### TEXT EXCERPT
********
Top Ten Films of the 60s — Number Four

#4 — Bonnie and Clyde (Arthur Penn, 1967)
“We rob banks.” It’s a beautiful line of dialogue: so simple, so direct and yet so revealing. When delivered by Faye Dunaway as Bonnie Parker, there’s a disarming pride to it, a hint of boastfulness and a charming, even sexy certainty to the words, as if they weren’t a report of criminality. Warren Beatty brings just a slight sheepishness to the words, a testing out of a shift from outlaw to folk hero when he speaks those words to a man whose been forced out of his home by one of the very institutions that he and Bonnie put in their sights. That is the thesis statement of Bonnie and Clyde. This isn’t merely a tale of a couple of bank robbers. It’s instead about self-styled stalwart soldiers, meting out karmic justice at the time of the Great Depression. In the film, they position themselves as the direct descendants of mythologized Wild West bandits, building upon their myth with each successive job and doing it in defiance of the fiscal power structure that had brought the nation to its knees. They stood together as a modern American Robin Hood, albeit with sharper outfits.

The conventional wisdom holds that Bonnie and Clyde is the opening Tommy gun volley of shots that heralded the arrival of the new American cinema that made the nineteen-seventies a decade of beautifully tarnished gold. Directed by Arthur Penn, a major designating factor of Bonnie and Clyde was its clear, rapturous influence by the French New Wave, taking a tried-and-true genre–the crime picture–and dressing it up with vibrant, innovative and often playful modern flourishes. The film is bold in its construction, somehow shaping the most stylized details–in structure, storytelling and acting–in such a way that the paradoxically deepen the emotional honesty of the work. Bonnie and Clyde is not designed to make its storytelling technique invisible. It is always heavily present, without ever being a blatant exercise. It’s grounded and fanciful all at the same time, drawing upon the star power of its two leading actors to infuse the film with glamor and the craftiness of the decidedly offbeat character actors in supporting roles to shift it out of the realm of manicured Hollywood fakery.
********
### ACTIVITY A
According to the review of Bonnie and Clyde, which actress plays Bonnie Parker?
### ACTIVITY B
Write the next paragraph of the Bonnie and Clyde review, beginning after its final sentence.
The items that follow have no connection to the review of Bonnie and Clyde.
********
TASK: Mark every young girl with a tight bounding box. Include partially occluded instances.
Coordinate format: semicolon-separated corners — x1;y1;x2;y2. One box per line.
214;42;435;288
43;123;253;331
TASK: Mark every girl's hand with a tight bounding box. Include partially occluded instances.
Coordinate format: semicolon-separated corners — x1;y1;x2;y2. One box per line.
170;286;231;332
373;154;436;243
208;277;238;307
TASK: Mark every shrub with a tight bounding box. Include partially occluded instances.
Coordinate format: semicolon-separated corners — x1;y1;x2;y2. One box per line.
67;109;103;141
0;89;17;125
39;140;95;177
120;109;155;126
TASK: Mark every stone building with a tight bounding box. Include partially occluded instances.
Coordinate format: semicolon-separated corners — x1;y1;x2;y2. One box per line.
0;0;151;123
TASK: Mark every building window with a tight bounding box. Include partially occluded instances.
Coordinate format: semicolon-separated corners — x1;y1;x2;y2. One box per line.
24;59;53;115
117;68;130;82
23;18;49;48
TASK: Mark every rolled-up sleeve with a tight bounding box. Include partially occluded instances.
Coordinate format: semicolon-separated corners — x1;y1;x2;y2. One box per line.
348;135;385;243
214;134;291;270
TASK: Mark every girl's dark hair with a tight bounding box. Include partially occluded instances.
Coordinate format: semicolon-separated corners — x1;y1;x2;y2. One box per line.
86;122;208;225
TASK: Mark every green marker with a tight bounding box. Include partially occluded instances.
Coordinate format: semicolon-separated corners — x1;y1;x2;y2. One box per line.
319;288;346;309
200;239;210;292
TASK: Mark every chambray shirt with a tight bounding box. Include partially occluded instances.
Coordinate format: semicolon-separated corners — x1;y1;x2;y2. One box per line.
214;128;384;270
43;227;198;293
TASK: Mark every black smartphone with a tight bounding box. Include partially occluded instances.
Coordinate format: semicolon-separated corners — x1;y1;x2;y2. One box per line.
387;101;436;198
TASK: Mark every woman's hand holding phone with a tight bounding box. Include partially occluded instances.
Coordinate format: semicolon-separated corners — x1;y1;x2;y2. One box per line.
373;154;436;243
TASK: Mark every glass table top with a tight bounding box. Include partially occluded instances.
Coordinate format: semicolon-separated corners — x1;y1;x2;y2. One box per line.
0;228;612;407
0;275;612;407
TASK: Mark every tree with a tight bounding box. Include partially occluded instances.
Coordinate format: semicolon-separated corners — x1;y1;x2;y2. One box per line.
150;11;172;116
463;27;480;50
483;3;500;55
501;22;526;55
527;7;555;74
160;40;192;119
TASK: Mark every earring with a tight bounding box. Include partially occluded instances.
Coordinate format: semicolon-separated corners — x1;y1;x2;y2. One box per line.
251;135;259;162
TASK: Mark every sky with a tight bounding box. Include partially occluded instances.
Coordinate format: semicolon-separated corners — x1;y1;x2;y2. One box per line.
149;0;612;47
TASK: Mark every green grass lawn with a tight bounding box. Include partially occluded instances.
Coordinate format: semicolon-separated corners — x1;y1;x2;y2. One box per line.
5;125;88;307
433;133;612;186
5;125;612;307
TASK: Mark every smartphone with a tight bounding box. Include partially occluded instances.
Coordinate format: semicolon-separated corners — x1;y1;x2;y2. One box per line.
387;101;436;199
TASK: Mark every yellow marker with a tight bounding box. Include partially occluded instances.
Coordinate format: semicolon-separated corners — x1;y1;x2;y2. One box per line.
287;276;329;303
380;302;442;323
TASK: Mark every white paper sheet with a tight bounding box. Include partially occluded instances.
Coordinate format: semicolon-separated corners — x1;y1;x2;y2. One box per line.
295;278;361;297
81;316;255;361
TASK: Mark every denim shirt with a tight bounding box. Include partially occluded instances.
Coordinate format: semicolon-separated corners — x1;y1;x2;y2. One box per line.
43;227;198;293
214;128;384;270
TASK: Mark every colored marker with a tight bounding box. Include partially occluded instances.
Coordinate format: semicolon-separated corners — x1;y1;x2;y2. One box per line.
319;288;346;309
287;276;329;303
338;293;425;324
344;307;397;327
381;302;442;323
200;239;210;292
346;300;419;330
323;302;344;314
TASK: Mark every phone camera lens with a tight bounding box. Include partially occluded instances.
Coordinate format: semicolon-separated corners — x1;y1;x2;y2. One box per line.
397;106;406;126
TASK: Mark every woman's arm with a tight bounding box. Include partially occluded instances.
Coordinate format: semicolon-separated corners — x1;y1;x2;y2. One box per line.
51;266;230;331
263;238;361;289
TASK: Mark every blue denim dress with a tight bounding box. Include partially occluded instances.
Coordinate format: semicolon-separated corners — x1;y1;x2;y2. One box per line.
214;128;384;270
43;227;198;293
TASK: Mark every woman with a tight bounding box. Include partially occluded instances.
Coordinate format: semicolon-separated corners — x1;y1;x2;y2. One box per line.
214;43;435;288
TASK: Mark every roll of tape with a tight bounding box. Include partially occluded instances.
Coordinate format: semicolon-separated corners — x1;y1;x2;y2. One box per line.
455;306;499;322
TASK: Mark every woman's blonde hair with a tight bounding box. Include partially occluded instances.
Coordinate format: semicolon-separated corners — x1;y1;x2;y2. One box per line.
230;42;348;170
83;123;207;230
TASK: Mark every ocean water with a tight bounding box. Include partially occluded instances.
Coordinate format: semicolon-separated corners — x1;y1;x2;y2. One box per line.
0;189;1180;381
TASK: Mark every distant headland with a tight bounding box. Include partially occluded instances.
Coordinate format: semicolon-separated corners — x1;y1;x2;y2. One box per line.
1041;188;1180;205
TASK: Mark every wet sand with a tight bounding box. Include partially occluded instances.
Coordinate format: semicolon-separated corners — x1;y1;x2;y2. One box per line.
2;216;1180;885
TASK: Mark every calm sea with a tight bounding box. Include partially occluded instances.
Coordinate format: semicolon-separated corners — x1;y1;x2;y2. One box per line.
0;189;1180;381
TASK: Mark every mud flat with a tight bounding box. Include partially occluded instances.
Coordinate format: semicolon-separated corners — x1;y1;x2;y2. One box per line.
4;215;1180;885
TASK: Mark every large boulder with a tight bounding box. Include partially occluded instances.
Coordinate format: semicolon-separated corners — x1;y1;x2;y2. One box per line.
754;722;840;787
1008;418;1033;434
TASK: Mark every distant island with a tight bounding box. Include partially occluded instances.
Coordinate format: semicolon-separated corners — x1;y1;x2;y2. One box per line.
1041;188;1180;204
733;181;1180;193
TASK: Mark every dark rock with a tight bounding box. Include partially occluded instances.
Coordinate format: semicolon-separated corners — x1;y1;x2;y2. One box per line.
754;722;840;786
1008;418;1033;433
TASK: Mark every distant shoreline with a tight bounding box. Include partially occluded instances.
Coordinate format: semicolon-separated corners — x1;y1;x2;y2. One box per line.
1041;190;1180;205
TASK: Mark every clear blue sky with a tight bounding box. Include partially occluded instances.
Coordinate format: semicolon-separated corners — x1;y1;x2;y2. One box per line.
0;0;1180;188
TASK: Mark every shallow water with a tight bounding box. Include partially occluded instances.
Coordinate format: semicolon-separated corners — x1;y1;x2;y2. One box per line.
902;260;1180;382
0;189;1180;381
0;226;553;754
********
### RESPONSE BOX A
Faye Dunaway plays Bonnie Parker.

### RESPONSE BOX B
Perhaps more than anything else, what I’m struck by every time I rewatch it (and its probably I’ve seen this one in the theater more than any other film on the nineteen-sixties list) is how thoroughly entertaining it is. The film is spirited, funny and quietly grand. This is the true beginning of Beatty shaping his image for the screen (his first producer credit, Beatty took a very strong hand in the setting the creative direction of the film, which his involvement in a production guaranteed from there on in), and he knew that he served himself and the audience best but undercutting the easy command and ungodly handsomeness he had on screen. His Clyde is a mess and a child, in command mostly by default, impotent in the bedroom in a way that mirrors his shaky hold on the entire situation he’s gotten himself into. He’s the boss, but one who’s consistently exasperated by the band he’s assembled. Held up against the icy allure of Dunaway, and the unpredictable energies of co-stars Gene Hackman, Michael J. Pollard and Oscar-winner Estelle Parsons, Beatty takes on a mild but clear befuddlement of a beset hero in old silent film two-reeler. It’s just one more tendril of the unexpected that gives Bonnie and Clyde its effusive energy. They rob banks. And it’s a delight to watch them do it.